++++ Teks Pilihan
Jamu Jun Wijoyo telah lahir sejak zaman prakemerdekaan. Jamu yang bentuknya seperti bubur ini dulu merupakan salah satu sumber vitamin buat para pejuang kemerdekaan.
***
Rabu, (9/2/2022) siang, saya melintas di Jalan Lampersari Raya, Lamper Kidul, Kota Semarang. Lalu lintas saat itu tak begitu ramai. Namun, terik matahari pukul 11.00 WIB terasa membakar kulit. Destinasi saya hari ini adalah mencicipi jamu unik yang buka di siang hari. Kenapa unik? Karena di Kota Semarang biasanya jamu dijajakan setiap pagi oleh ibu-ibu keliling menggunakan sepeda atau kendaraan roda dua, bukan siang hari.
Tempat jamu ini berada tepat di sudut jalan. Warungnya sederhana. Di depan warung terpasang banner berkelir merah dengan tulisan Es Gempol dan Jamu Jun “Wijoyo”. Ya, selain menjual jamu warung ini juga menjual es gempol. Soal jamu jun, saya sempat berpikir apakah “jun” yang dimaksud adalah nama si penjual atau nama merek jamu tersendiri. Rasa penasaran membawa saya melangkah masuk ke dalam warung jamu tersebut.
“Mau minum sini apa dibungkus mbak?” tanya seorang perempuan dengan nada ramah. Saya pun menjawab tawaran perempuan itu, dan memilih untuk menikmati jamu di tempat.
Tak ada pembeli lain yang minum di tempat selain saya siang itu. Namun, beberapa waktu kemudian pembeli mulai hilir mudik dan membeli Jamu Jun Wijoyo untuk dibawa pulang. Tak hanya satu bungkus, para pembeli minta dibungkuskan 3 sampai 5 kantong jamu.
Sembari menunggu, saya pun berbincang dengan Retno Asih (35) pemilik warung Jamu Jun Wijoyo yang tengah disibukkan dengan pesanannya. Mungkin Retno tahu kalau saya baru pertama kali membeli jamu di warungnya.
++++++++
++++ Informasi yang Diberikan
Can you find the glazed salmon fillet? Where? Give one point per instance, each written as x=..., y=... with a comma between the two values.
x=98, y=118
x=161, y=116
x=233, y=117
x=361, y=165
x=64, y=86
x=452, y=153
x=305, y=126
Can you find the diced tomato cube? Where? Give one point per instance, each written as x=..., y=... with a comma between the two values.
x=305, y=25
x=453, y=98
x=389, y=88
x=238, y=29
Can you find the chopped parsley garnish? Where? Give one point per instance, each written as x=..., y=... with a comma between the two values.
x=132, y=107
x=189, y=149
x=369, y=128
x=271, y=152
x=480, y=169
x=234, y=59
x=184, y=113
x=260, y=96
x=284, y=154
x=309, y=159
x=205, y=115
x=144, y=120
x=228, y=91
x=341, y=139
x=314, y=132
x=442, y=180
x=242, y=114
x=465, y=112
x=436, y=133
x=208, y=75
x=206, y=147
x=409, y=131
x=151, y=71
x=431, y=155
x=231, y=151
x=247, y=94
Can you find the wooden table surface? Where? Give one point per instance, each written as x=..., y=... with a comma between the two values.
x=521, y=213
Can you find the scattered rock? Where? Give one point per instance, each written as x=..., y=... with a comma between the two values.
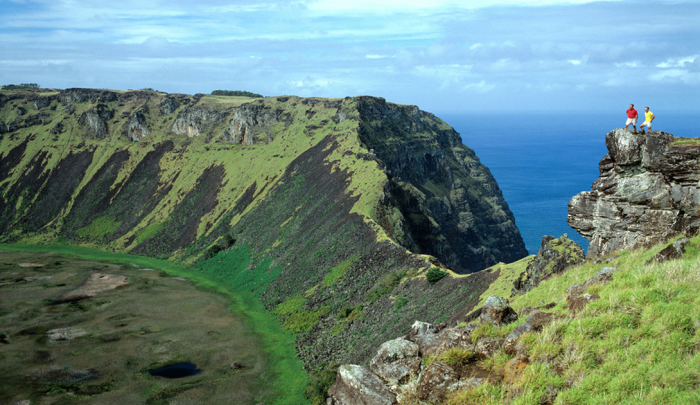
x=671, y=252
x=576, y=304
x=396, y=361
x=30, y=265
x=497, y=311
x=646, y=193
x=64, y=334
x=425, y=335
x=38, y=278
x=457, y=337
x=509, y=344
x=135, y=129
x=514, y=368
x=555, y=256
x=487, y=347
x=355, y=385
x=539, y=320
x=95, y=283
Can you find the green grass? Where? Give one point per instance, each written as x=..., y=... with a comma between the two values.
x=288, y=378
x=98, y=228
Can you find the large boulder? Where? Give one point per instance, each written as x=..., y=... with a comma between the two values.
x=647, y=192
x=675, y=250
x=437, y=380
x=355, y=385
x=396, y=361
x=426, y=336
x=497, y=311
x=555, y=256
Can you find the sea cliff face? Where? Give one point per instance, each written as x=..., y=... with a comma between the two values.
x=647, y=192
x=329, y=211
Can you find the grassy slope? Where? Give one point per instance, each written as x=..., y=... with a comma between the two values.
x=289, y=381
x=637, y=344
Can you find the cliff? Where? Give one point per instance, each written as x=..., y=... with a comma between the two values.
x=647, y=192
x=330, y=211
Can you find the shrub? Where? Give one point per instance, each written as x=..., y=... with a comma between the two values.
x=435, y=274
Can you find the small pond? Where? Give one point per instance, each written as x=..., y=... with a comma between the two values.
x=178, y=370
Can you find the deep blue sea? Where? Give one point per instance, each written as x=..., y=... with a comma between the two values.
x=541, y=160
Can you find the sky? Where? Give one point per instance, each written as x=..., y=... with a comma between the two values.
x=442, y=55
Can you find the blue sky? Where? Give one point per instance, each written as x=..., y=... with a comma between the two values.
x=442, y=55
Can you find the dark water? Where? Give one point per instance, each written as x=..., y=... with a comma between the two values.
x=179, y=370
x=541, y=160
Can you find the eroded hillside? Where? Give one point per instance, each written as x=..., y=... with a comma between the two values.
x=329, y=210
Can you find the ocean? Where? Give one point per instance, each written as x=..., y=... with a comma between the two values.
x=541, y=160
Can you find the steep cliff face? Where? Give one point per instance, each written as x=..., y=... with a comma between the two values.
x=450, y=203
x=309, y=204
x=647, y=192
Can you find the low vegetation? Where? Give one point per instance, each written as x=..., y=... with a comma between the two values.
x=638, y=343
x=235, y=93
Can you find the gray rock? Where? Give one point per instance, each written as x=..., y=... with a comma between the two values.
x=539, y=319
x=437, y=380
x=497, y=311
x=355, y=385
x=487, y=347
x=554, y=257
x=647, y=192
x=456, y=337
x=250, y=121
x=426, y=336
x=135, y=129
x=193, y=121
x=396, y=361
x=510, y=342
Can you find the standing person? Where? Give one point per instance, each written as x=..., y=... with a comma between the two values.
x=632, y=117
x=648, y=118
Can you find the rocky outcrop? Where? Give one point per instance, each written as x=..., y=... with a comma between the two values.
x=135, y=129
x=675, y=250
x=497, y=311
x=440, y=187
x=647, y=192
x=194, y=121
x=76, y=95
x=94, y=121
x=554, y=256
x=357, y=386
x=251, y=120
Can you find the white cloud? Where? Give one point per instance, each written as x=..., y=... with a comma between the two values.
x=677, y=62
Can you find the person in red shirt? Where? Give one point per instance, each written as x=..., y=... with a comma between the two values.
x=632, y=118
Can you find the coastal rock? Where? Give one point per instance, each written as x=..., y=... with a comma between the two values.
x=135, y=129
x=675, y=250
x=437, y=380
x=396, y=361
x=355, y=385
x=515, y=367
x=426, y=336
x=193, y=121
x=554, y=256
x=497, y=311
x=94, y=121
x=251, y=120
x=511, y=341
x=647, y=193
x=471, y=205
x=487, y=347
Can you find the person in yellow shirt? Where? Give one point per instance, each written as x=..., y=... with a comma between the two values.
x=648, y=118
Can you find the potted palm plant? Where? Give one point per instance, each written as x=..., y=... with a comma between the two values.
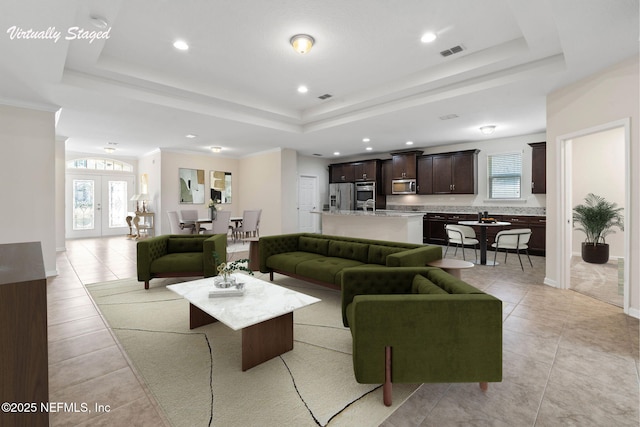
x=596, y=218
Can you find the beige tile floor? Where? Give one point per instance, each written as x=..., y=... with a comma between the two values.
x=568, y=359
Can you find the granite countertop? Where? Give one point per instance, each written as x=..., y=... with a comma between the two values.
x=377, y=213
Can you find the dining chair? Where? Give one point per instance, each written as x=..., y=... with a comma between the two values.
x=174, y=224
x=189, y=217
x=516, y=239
x=250, y=224
x=461, y=235
x=220, y=225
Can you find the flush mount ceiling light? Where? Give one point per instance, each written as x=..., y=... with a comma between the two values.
x=302, y=43
x=181, y=45
x=428, y=37
x=487, y=130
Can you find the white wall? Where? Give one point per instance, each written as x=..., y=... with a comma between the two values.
x=27, y=187
x=602, y=151
x=605, y=97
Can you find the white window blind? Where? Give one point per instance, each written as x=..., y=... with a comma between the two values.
x=505, y=175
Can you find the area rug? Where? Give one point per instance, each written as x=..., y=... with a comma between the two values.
x=196, y=377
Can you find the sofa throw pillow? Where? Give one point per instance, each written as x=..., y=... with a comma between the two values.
x=378, y=253
x=422, y=285
x=313, y=245
x=348, y=250
x=184, y=244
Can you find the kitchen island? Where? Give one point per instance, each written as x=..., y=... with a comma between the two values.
x=382, y=225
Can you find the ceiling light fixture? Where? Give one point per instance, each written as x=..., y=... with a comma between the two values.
x=487, y=130
x=302, y=43
x=428, y=37
x=181, y=45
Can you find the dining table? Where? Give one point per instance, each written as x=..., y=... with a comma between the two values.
x=483, y=238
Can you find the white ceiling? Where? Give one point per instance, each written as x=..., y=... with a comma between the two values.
x=236, y=85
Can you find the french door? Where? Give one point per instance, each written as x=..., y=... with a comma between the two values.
x=98, y=205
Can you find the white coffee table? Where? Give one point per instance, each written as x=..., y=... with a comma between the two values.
x=264, y=314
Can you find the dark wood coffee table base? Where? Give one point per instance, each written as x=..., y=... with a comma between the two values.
x=260, y=342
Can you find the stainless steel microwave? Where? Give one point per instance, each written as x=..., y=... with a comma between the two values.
x=403, y=186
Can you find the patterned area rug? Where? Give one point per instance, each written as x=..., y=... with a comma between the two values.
x=196, y=377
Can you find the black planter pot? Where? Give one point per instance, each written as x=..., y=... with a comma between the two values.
x=598, y=254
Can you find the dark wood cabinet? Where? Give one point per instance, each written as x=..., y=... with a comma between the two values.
x=367, y=170
x=404, y=165
x=425, y=175
x=342, y=172
x=538, y=167
x=455, y=173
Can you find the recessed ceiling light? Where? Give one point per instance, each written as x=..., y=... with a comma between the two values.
x=181, y=45
x=428, y=37
x=487, y=130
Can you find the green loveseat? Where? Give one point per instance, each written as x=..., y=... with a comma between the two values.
x=179, y=255
x=420, y=325
x=321, y=259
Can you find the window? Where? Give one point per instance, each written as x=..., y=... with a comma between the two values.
x=505, y=175
x=100, y=164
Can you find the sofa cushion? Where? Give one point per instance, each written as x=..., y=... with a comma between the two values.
x=422, y=285
x=451, y=284
x=184, y=262
x=348, y=250
x=324, y=269
x=378, y=253
x=181, y=245
x=313, y=245
x=289, y=260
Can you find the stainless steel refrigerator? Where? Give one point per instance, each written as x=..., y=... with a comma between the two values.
x=342, y=197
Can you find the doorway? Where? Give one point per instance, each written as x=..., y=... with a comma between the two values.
x=308, y=197
x=602, y=148
x=97, y=205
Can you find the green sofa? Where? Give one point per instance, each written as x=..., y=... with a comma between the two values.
x=179, y=255
x=322, y=259
x=420, y=325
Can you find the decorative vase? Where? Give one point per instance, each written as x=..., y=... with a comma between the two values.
x=595, y=254
x=224, y=281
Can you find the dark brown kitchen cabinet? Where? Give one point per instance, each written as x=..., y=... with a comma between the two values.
x=342, y=172
x=455, y=173
x=404, y=165
x=538, y=167
x=387, y=176
x=367, y=170
x=425, y=175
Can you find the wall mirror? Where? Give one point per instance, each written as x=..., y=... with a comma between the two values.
x=220, y=186
x=191, y=185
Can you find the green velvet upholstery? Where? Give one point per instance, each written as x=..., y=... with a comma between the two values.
x=450, y=336
x=322, y=258
x=179, y=256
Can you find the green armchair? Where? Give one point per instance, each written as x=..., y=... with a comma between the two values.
x=420, y=325
x=178, y=255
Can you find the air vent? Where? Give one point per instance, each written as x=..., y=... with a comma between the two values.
x=451, y=51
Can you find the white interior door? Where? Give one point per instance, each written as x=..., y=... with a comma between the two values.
x=308, y=201
x=98, y=205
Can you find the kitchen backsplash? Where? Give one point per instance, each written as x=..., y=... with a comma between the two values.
x=495, y=210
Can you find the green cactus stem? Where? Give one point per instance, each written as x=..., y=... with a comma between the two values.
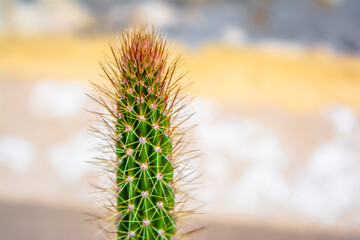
x=143, y=101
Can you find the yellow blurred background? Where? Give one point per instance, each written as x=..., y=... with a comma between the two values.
x=276, y=86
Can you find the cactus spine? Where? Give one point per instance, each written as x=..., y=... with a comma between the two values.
x=142, y=99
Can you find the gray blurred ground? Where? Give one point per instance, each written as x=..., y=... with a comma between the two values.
x=35, y=222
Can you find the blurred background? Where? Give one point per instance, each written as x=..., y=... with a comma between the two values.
x=277, y=106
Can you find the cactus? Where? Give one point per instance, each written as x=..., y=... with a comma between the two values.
x=144, y=144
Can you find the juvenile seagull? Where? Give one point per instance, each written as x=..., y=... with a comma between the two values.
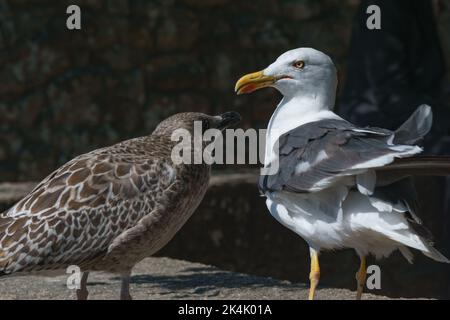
x=334, y=186
x=108, y=209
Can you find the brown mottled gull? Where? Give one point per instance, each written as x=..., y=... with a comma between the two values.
x=107, y=209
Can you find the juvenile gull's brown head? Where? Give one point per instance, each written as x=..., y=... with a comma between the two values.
x=187, y=120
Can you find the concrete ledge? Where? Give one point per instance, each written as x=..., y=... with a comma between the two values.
x=164, y=278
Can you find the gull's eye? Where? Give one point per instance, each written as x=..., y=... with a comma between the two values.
x=299, y=64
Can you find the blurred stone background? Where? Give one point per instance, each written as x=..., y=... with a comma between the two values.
x=133, y=63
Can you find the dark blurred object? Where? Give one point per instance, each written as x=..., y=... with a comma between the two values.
x=393, y=70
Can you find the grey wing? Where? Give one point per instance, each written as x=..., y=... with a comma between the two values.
x=77, y=212
x=316, y=155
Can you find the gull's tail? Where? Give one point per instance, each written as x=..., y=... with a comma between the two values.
x=416, y=127
x=418, y=166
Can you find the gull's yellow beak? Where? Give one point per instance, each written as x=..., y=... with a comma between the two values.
x=252, y=82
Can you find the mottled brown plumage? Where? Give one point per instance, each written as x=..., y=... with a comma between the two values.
x=107, y=209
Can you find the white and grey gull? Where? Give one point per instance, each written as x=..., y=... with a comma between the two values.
x=337, y=185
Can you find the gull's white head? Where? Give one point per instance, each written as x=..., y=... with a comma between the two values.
x=298, y=72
++++++++
Salin tanpa perubahan bagian teks tentang Jamu Jun Wijoyo yang dimulai dengan "Tak ada pembeli" dan berlanjut hingga "5 kantong jamu.". Gunakan hanya teks tentang Jamu Jun Wijoyo sebagai sumber.

Ruang Jawaban
Tak ada pembeli lain yang minum di tempat selain saya siang itu. Namun, beberapa waktu kemudian pembeli mulai hilir mudik dan membeli Jamu Jun Wijoyo untuk dibawa pulang. Tak hanya satu bungkus, para pembeli minta dibungkuskan 3 sampai 5 kantong jamu.